# SUPPLIED DATA:
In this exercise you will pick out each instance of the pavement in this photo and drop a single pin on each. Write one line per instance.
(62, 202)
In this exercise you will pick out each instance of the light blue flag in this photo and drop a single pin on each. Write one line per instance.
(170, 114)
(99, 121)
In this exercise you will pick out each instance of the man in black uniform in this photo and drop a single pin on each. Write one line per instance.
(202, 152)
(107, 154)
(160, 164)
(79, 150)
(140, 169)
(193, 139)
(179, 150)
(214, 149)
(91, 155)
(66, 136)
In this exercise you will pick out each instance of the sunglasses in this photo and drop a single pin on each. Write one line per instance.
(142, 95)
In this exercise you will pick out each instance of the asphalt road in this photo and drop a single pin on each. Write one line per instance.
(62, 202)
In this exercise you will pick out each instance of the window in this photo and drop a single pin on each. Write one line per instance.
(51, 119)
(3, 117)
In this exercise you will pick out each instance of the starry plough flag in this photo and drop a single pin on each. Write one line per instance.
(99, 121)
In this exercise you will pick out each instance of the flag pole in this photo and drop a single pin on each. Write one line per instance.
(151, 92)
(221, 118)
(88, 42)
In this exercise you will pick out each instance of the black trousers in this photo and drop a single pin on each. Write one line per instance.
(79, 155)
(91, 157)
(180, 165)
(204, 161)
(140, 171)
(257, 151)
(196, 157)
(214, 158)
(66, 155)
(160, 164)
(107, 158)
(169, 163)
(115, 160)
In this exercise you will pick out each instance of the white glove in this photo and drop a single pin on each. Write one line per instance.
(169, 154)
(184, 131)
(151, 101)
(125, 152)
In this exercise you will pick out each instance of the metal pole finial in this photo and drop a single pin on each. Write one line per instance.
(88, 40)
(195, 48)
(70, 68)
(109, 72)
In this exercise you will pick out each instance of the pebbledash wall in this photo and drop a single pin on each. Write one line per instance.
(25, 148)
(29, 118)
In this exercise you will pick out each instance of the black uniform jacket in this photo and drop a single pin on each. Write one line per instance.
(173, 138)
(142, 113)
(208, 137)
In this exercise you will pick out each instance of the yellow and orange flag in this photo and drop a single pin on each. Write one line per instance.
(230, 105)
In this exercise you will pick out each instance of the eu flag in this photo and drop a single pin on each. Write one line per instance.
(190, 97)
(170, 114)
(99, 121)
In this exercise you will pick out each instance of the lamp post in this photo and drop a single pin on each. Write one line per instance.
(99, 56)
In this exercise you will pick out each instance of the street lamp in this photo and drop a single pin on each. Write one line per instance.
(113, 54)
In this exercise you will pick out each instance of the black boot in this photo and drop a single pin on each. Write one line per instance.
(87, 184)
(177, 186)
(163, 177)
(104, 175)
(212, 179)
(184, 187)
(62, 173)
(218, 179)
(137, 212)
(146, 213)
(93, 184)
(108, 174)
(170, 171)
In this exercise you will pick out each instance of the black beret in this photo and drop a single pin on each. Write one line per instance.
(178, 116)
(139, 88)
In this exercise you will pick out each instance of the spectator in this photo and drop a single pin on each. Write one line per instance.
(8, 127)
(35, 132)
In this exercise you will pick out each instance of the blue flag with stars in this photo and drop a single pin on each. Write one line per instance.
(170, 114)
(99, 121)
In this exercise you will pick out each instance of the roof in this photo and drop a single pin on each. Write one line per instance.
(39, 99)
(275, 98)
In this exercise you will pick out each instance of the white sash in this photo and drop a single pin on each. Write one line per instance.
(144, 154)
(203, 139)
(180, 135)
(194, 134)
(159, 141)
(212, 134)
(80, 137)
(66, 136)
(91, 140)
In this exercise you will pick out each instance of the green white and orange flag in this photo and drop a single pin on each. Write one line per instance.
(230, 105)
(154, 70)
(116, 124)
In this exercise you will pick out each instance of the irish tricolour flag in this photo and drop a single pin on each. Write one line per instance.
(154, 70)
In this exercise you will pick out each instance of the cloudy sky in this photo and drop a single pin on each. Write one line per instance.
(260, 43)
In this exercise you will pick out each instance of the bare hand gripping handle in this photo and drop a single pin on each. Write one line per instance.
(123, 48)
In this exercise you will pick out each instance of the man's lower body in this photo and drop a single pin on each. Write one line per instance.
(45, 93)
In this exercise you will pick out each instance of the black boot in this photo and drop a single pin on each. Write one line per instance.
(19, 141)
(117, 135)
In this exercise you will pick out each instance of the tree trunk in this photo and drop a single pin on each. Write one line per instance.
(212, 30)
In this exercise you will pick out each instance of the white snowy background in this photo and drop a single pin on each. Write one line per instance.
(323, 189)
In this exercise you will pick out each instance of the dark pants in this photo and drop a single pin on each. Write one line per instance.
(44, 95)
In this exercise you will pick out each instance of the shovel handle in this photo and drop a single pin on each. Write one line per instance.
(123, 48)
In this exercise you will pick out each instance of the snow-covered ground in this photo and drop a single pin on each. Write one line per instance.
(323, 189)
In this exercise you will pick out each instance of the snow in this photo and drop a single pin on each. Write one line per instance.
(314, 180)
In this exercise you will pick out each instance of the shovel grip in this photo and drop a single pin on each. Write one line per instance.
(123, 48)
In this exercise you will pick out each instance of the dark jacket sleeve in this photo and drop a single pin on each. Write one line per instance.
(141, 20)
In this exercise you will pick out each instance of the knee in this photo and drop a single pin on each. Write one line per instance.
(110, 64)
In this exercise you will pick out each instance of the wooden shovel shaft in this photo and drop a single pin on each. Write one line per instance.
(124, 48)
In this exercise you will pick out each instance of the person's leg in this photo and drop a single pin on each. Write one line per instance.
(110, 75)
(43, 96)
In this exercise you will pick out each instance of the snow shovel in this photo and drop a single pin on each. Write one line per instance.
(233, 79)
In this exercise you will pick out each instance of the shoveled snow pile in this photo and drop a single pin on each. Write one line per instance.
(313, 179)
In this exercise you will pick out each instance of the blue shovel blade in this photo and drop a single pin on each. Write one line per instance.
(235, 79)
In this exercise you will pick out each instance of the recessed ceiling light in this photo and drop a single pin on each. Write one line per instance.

# EXERCISE DIRECTIONS:
Look back at the records above. Repeat all of them exactly.

# SOLUTION TO THE EXERCISE:
In this exercise you will pick out each instance of the pavement in this photo and drop a single pin on each. Write one line per instance.
(62, 202)
In this exercise you will pick out each instance of the light blue flag in this photo and drop a single pin on each. Write one line per instance.
(170, 114)
(99, 121)
In this exercise you will pick out each instance of the man in black uniform in this photo and drop a single pin on each. Write one line per instance.
(202, 152)
(107, 154)
(160, 164)
(79, 150)
(140, 169)
(193, 139)
(179, 150)
(214, 149)
(91, 155)
(66, 136)
In this exercise you will pick out each instance of the sunglasses in this photo and drop a single pin on each. Write one line per instance.
(142, 95)
In this exercise you will pick out each instance of the asphalt road in this photo and drop a single pin on each. Write one line per instance.
(62, 202)
In this exercise you will pick out each instance of the window in this photo and drop a single pin on each. Write one line per instance.
(51, 119)
(3, 117)
In this exercise you will pick out each instance of the starry plough flag in this photo and drop a single pin on each. Write one line per instance.
(99, 121)
In this exercise you will pick out each instance of the flag pole in this photo and drop a single pin on each. Write one line per instance.
(151, 92)
(221, 118)
(88, 42)
In this exercise you will pick out each instance of the black trousers in this photo and drop a single pin on each. Write one line per instance.
(79, 155)
(91, 157)
(180, 165)
(204, 161)
(140, 171)
(257, 151)
(196, 157)
(214, 158)
(66, 155)
(160, 164)
(107, 158)
(169, 163)
(115, 160)
In this exercise you will pick out each instance of the white glove in this photo and drop a single pin on each. Write one line per instance.
(169, 154)
(184, 131)
(151, 101)
(125, 152)
In this exercise you will pick out each instance of the metal pole finial in this photo and drop a single pin on each. Write one line per instance.
(88, 40)
(195, 48)
(70, 68)
(109, 72)
In this exercise you will pick out each instance of the pebbledash wall in this photo and drop a single pin on each. Write one line per instance.
(25, 148)
(29, 118)
In this exercise you will pick out each instance of the black uniform jacket in this photo and drop a single pin on each. Write one line per instance.
(173, 138)
(142, 113)
(208, 137)
In this exercise you will pick out each instance of the yellow and orange flag in this photo and drop a single pin on each. Write one line per instance.
(230, 105)
In this exercise you will pick out each instance of the eu flag in this photo and drop a single pin on each. Write one line per instance.
(190, 97)
(170, 114)
(99, 121)
In this exercise you will pick out each instance of the lamp post in this photo and drop a single pin on each. Write one line per instance.
(99, 56)
In this exercise you will pick out each instance of the street lamp in this photo and drop a single pin on each. Write one line per instance.
(113, 54)
In this exercise you will pick out each instance of the black boot in this photo and drop a single pin on each. Write one line per instance.
(87, 184)
(177, 186)
(163, 177)
(104, 175)
(212, 179)
(184, 187)
(62, 173)
(218, 179)
(137, 212)
(146, 213)
(93, 184)
(108, 174)
(170, 171)
In this exercise you will pick out each instance of the black beret in this photo and drop a single pin on each. Write one line per instance.
(178, 116)
(139, 88)
In this exercise you will pick out each instance of the spectator in this photo and drop a single pin on each. Write one line per instance.
(8, 127)
(35, 132)
In this exercise you will pick out each instance of the blue flag with stars in this photo and drop a single pin on each. Write one line per instance.
(170, 114)
(99, 121)
In this exercise you will pick out each instance of the roof in this photo and drop a single pin on each. Write one line per instance.
(39, 99)
(275, 98)
In this exercise you will pick out each instance of the white sash in this photo and drop a single pin on each. Write one line per instance.
(144, 154)
(203, 139)
(180, 135)
(194, 134)
(159, 141)
(212, 134)
(80, 137)
(66, 136)
(91, 140)
In this exercise you will pick out each instance of the green white and orange flag in this photo and drop a single pin on each. Write one line per instance.
(230, 105)
(154, 70)
(116, 124)
In this exercise you will pick out each instance of the irish tricolour flag in this photo and drop a single pin on each. Write one line per instance.
(154, 70)
In this exercise you will pick out each instance of the cloudy sky in this photo and drop a single pin on each. Write one line per instance.
(260, 43)
In this exercise you will pick out each instance of the bare hand gripping handle in this photo and drop a single pin on each. Write one line per instance.
(123, 48)
In this exercise you will pick out each instance of the man's lower body in this photo and drop a single pin on each. Write one line per instance.
(45, 93)
In this exercise you will pick out each instance of the black boot in this photo and drop a single pin on each. Write one line per instance.
(19, 141)
(117, 135)
In this exercise you will pick out each instance of the tree trunk in this photo and drop a single pin on each. Write one line per instance.
(212, 30)
In this exercise you will pick out each instance of the white snowy background in this photo and drop a single pin on each. Write one line per instance.
(323, 189)
In this exercise you will pick out each instance of the dark pants in this photo and drop a single pin on each. Write one line per instance.
(44, 95)
In this exercise you will pick out each instance of the shovel handle in this photo and drop a single pin on each. Write one line per instance.
(123, 48)
In this exercise you will pick out each instance of the snow-covered ground in this photo and drop a single pin on each. Write one line per instance.
(323, 189)
In this exercise you will pick out each instance of the snow in this photo and drop a single pin on each. Write one line per instance.
(314, 180)
In this exercise you will pick out each instance of the shovel grip in this photo and drop a single pin on each. Write one line per instance.
(123, 48)
In this exercise you will pick out each instance of the dark jacket sleeve in this photo and drop a single pin on each. Write one line per instance.
(141, 20)
In this exercise you will pick out each instance of the knee in this photo and drop a single pin on each. Write one line per instance.
(110, 64)
In this exercise you will pick out each instance of the wooden shovel shaft in this photo and drop a single pin on each. Write one line per instance.
(124, 48)
In this exercise you will pick out each instance of the person's leg in this photo and drop a single pin on each. Write one line per instance.
(110, 75)
(43, 96)
In this exercise you will pick out each instance of the snow shovel in this photo and drop a single pin on each. Write one line per instance.
(233, 79)
In this exercise you will pick out each instance of the shoveled snow pile in this photo and drop a single pin on each. Write one line per instance.
(313, 179)
In this exercise you will pick out each instance of the blue shovel blade in this photo and drop a single pin on each. Write one line per instance.
(235, 79)
In this exercise you will pick out each instance of the recessed ceiling light in this photo and drop a single pin on each. Write one line per instance.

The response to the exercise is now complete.